====== SOURCE DATA

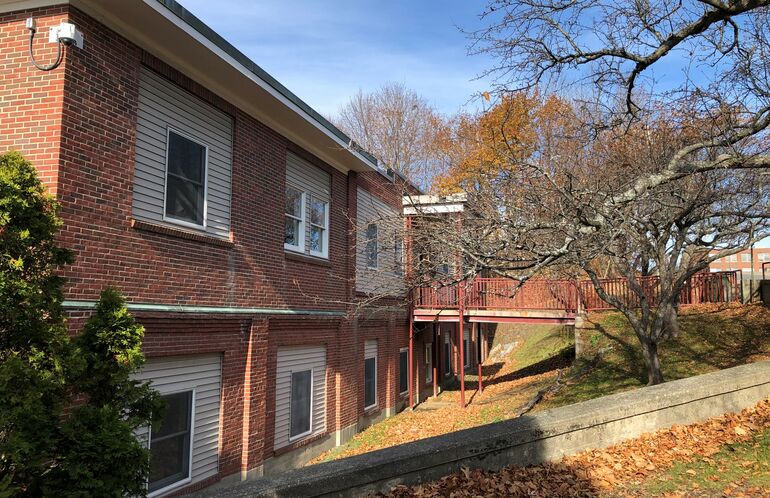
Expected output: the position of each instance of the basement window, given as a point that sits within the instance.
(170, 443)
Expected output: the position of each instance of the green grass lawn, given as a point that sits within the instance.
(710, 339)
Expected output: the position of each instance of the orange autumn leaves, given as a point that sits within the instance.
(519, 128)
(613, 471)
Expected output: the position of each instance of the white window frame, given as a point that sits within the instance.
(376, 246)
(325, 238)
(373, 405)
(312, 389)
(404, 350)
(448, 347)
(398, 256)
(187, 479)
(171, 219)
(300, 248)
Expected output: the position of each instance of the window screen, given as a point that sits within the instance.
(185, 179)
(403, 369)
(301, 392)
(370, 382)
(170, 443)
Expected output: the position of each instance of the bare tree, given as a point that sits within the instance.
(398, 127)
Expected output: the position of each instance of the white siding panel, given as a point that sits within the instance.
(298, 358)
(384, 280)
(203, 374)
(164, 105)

============

> WRITTEN INSTRUCTION
Write out every line of the material above without changing a word, leaving out the picture.

> RIGHT ANSWER
Expected output: the position of each instance of the basement window, given as a point that sits within the instance.
(170, 443)
Expected output: the position of each instance of the green grass lawn, given as a point that sits within the instance.
(710, 339)
Expected output: the position of each instance of the orange autumn leaves, given as a point that sits within the instance.
(519, 128)
(613, 471)
Expected output: the position of each instance of the white window frame, given as a point that sits within the instance.
(376, 246)
(325, 238)
(373, 405)
(312, 389)
(404, 350)
(448, 347)
(398, 256)
(187, 479)
(171, 219)
(300, 248)
Expected output: the position of each instance of the window screen, given as a point that sits within the instance.
(185, 179)
(403, 369)
(301, 392)
(370, 382)
(170, 443)
Expected output: the position of each instance of the bare tree, given as a point that sits within the instance.
(398, 127)
Expected output: the position of each instance of the white siding panel, given as a point that sits within the instance.
(298, 358)
(384, 280)
(203, 374)
(164, 105)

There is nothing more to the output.